Performance is a major part of today’s everyday lives. It can take many shapes and forms; but for the purpose of this discussion, I’ll stick to social media performances. Scrolling through social media sites, you are bound to come across videos and photographs of queer and non-queer individuals performing for the camera. The selfie culture has contributed greatly to different variations of performativity, from thirst trapping to showcasing fine art. Maroodi’s Instagram images and videos, amongst others, have caught my attention and led me to think more about how individuals use cultural tropes to reinsert their existence within communities that might otherwise banish them for their gender and sexuality. 

Photos of Maroodi in various forms of traditional to modern Somali attire
Figure 1. Maroodi (@maroodi_), Photos of Maroodi in various forms of traditional to modern Somali attire, Instagram, 2020.
Image description: Four screenshots of Maroodi’s Instagram, including captions and comments, show Maroodi in different clothing and poses. First, Maroodi is wearing a flowing white garment that is wrapped and tied around their waist. Their arms are exposed. They are wearing a headpiece and looking towards a framed photograph that is hung on a wall. Next, a selfie of Maroodi positioned in front of a brick wall, wearing a blue headscarf with matching eyeshadow. Their gaze is sultry. Floating in the background is a Somali emoji flag, blue with a single star in the centre. Third, Maroodi is pictured performing “Somalinimo”. They are wearing traditional Somali garments. They are seated with one arm resting on their leg, their fingers splayed over their chest, elegantly. Last, Maroodi is resting their head on their hands, wearing a flowy organza top, with several bangles on both wrists. Their hair is short and bleached, their gaze direct and peaceful.

In these images, Maroodi is clearly letting the viewer know of their cultural heritage by performing what Somalis refer to as “Somalinimo,” or the essence of being Somali. The Instagram screenshots of Maroodi also demonstrate the ways in which gender and sexuality are performed. Maroodi performs the oppositions of cultural heritage and their contemporary self to demonstrate different kinds of gender performance, and demonstrates how each kind of gender performance is also culturally produced and references historical cultural practices.

__Work request 1__
In the passage on Maroodi's Instagram, what term do Somalis use for the essence of being Somali?
__Work request 2__
Translate this sentence from the passage on Maroodi's Instagram into Spanish: "The selfie culture has contributed greatly to different variations of performativity, from thirst trapping to showcasing fine art."
__Work request 3__
Repeat word for word the part of the passage on Maroodi's Instagram starting at "Performance is a major" and ending at "gender and sexuality.".

__Excerpted data__

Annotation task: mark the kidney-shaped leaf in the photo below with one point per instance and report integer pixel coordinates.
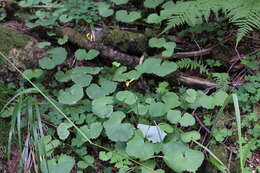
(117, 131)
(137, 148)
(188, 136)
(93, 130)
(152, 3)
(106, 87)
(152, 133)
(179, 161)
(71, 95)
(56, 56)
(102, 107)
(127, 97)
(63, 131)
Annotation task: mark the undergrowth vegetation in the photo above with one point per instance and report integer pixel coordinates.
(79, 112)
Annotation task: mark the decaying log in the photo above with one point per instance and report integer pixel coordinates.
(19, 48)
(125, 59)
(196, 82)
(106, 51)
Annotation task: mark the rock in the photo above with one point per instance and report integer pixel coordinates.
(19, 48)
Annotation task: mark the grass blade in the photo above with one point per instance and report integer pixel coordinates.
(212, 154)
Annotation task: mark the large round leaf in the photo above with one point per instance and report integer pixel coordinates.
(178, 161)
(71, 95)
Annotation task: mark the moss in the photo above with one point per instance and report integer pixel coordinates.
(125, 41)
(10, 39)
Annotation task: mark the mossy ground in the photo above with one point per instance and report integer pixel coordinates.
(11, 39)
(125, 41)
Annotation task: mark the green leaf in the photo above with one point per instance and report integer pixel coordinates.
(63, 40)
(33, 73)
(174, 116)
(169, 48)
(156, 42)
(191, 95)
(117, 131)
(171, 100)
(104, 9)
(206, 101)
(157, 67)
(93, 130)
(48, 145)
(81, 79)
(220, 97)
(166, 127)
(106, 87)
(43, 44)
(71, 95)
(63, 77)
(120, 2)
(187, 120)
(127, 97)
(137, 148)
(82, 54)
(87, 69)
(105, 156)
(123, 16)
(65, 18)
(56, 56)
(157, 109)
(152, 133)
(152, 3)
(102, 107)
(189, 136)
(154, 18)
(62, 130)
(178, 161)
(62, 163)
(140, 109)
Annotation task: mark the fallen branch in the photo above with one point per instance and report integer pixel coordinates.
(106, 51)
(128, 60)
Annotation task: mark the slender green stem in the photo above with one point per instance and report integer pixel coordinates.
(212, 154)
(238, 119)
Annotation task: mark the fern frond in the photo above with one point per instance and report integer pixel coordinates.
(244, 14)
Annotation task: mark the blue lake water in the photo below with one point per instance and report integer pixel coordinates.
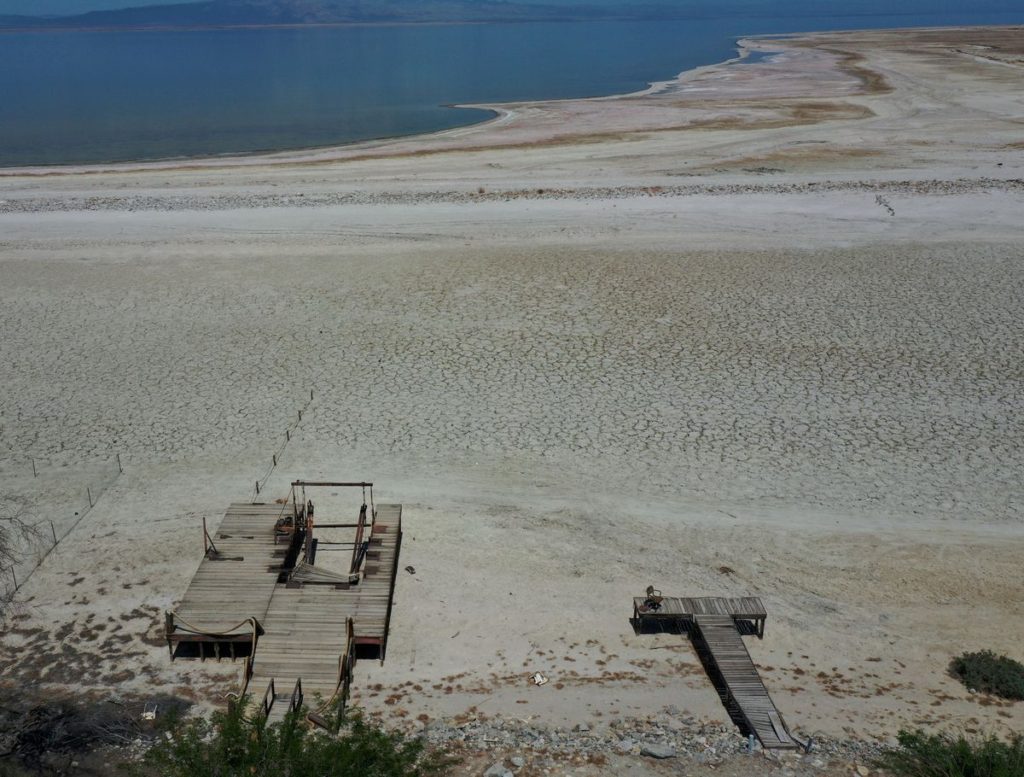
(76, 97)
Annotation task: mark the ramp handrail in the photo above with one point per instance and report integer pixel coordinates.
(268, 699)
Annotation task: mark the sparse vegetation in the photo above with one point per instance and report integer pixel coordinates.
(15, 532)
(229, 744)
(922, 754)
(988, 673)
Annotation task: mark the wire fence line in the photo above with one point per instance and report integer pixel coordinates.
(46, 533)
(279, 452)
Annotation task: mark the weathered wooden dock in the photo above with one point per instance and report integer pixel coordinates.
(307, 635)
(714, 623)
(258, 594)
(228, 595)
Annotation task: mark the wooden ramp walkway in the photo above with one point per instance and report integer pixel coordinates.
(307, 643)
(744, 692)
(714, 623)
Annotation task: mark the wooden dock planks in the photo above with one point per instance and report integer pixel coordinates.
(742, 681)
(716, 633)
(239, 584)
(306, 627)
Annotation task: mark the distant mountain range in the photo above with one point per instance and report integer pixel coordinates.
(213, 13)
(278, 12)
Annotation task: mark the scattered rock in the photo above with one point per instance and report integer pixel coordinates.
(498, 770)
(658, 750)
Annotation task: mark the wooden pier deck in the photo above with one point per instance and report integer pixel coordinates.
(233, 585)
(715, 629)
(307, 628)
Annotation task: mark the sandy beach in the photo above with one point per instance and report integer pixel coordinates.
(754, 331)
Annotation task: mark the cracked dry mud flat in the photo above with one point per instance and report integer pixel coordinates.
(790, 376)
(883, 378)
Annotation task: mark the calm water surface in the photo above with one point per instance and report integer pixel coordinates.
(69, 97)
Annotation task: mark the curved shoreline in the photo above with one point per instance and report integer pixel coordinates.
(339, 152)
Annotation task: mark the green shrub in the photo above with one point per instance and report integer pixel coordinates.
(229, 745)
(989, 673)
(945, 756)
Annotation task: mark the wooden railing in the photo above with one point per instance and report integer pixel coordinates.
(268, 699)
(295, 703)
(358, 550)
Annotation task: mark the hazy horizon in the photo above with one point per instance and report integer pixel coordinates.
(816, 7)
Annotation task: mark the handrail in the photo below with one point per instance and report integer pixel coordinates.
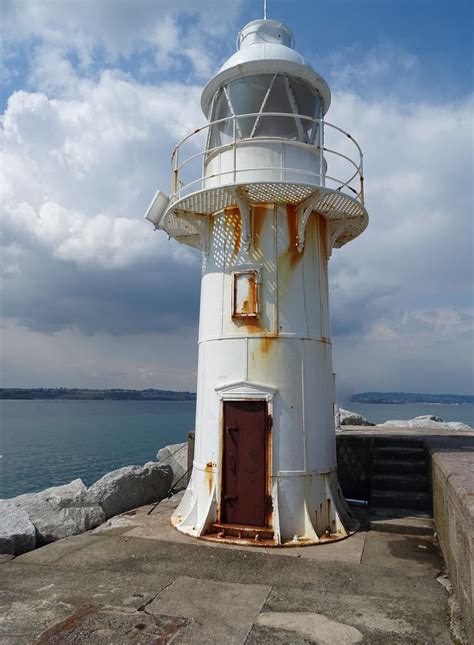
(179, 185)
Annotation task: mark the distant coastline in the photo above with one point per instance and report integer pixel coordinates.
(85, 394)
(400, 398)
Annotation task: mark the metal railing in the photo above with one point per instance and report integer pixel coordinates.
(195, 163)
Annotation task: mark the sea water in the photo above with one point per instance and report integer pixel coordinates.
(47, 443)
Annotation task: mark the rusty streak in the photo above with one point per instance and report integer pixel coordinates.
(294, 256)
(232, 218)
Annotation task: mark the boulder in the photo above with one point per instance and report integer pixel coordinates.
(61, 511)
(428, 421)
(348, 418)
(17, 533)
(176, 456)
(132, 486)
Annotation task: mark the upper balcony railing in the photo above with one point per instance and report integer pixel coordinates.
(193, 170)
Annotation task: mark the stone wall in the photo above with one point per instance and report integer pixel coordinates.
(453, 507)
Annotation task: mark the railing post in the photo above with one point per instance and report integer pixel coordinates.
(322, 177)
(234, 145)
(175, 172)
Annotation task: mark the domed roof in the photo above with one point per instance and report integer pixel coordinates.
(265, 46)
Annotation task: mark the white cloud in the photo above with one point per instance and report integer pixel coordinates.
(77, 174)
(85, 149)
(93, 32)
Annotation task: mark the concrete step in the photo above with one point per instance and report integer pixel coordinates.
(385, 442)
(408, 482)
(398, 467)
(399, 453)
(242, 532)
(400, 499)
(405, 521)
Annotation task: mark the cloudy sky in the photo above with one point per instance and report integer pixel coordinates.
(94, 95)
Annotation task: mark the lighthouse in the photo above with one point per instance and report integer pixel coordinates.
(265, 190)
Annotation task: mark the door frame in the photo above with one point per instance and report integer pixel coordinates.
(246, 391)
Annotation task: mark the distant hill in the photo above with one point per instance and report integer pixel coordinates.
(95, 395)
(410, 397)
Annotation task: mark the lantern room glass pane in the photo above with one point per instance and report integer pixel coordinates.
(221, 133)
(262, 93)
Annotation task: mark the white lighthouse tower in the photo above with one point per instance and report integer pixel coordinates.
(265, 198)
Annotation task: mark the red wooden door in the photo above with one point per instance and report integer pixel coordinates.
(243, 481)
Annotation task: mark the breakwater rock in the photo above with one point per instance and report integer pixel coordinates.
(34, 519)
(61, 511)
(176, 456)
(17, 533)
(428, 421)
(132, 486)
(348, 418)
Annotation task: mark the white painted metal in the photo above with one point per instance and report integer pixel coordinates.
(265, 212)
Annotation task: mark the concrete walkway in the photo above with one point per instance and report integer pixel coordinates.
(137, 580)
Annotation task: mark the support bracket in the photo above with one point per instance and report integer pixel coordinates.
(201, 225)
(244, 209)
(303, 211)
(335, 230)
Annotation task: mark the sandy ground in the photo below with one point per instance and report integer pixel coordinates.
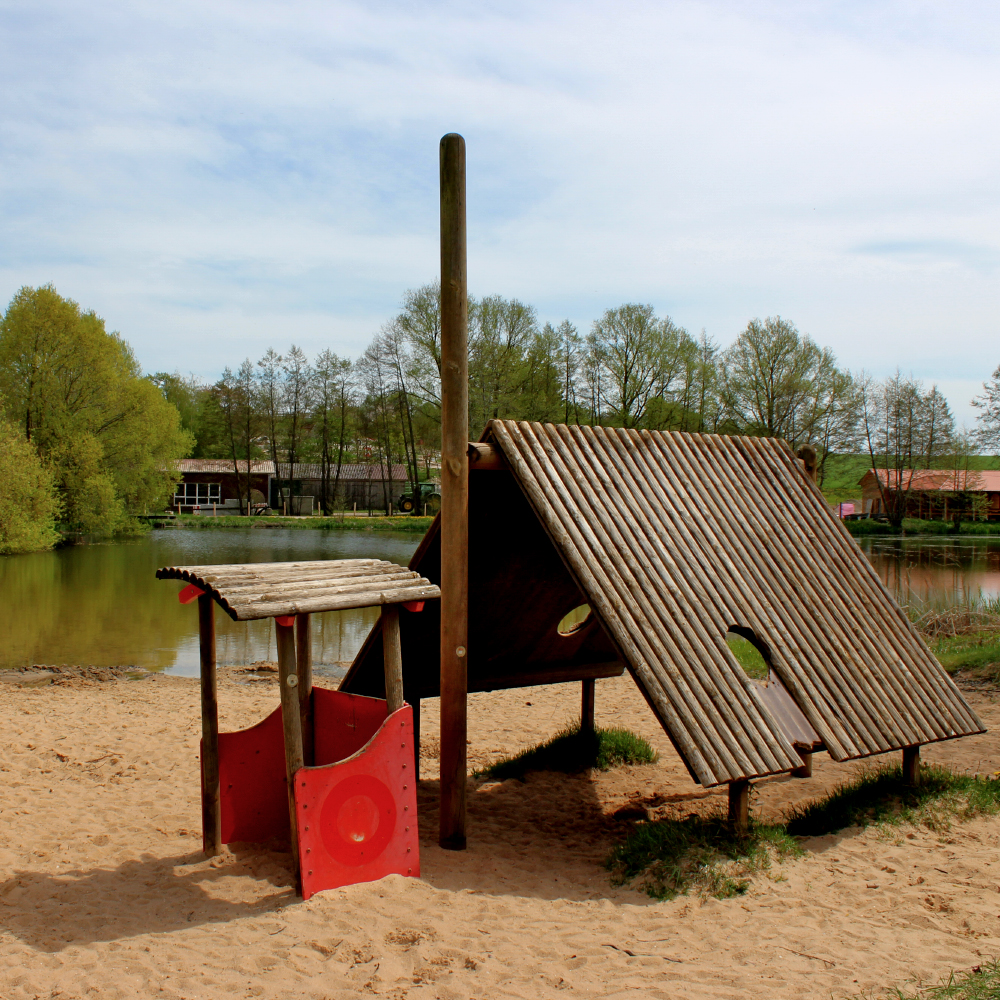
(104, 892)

__Task result 1__
"Somalinimo."

__Task result 2__
La cultura del selfie ha contribuido en gran medida a distintas variantes de la performatividad, desde el thirst trapping hasta la exhibición de bellas artes.

__Task result 3__
Performance is a major part of today’s everyday lives. It can take many shapes and forms; but for the purpose of this discussion, I’ll stick to social media performances. Scrolling through social media sites, you are bound to come across videos and photographs of queer and non-queer individuals performing for the camera. The selfie culture has contributed greatly to different variations of performativity, from thirst trapping to showcasing fine art. Maroodi’s Instagram images and videos, amongst others, have caught my attention and led me to think more about how individuals use cultural tropes to reinsert their existence within communities that might otherwise banish them for their gender and sexuality.